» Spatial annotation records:
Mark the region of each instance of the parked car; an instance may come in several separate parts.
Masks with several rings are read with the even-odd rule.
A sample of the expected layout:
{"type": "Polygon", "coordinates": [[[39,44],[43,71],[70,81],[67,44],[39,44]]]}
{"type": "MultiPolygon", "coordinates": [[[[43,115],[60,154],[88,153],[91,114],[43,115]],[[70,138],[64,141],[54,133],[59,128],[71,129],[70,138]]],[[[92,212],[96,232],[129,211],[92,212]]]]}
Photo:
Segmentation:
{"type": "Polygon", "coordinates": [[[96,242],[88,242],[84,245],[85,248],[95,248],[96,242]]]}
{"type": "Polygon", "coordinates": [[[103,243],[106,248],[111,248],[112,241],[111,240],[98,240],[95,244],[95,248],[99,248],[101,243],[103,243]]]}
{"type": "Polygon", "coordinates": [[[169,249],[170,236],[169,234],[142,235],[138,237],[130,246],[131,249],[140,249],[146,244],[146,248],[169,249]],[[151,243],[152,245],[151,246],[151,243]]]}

» TASK DESCRIPTION:
All of the data shown above must be copied exactly.

» ANSWER IN FULL:
Mark the region of each instance of the parked car; an instance may come in several separate parts.
Masks with several rings are read with the even-odd rule.
A sample of the expected layout:
{"type": "Polygon", "coordinates": [[[39,44],[43,71],[70,81],[67,44],[39,44]]]}
{"type": "MultiPolygon", "coordinates": [[[[43,115],[60,154],[88,153],[91,114],[43,115]],[[70,138],[64,141],[54,133],[59,128],[71,129],[70,138]]],[[[92,212],[96,232],[129,211],[92,212]]]]}
Photo:
Segmentation:
{"type": "Polygon", "coordinates": [[[96,242],[88,242],[84,245],[85,248],[95,248],[96,242]]]}
{"type": "Polygon", "coordinates": [[[103,243],[106,248],[111,248],[112,241],[111,240],[98,240],[95,244],[95,248],[99,248],[101,243],[103,243]]]}
{"type": "Polygon", "coordinates": [[[169,249],[170,236],[169,234],[142,235],[138,237],[130,246],[131,249],[140,249],[146,244],[146,248],[169,249]],[[151,243],[152,245],[151,246],[151,243]]]}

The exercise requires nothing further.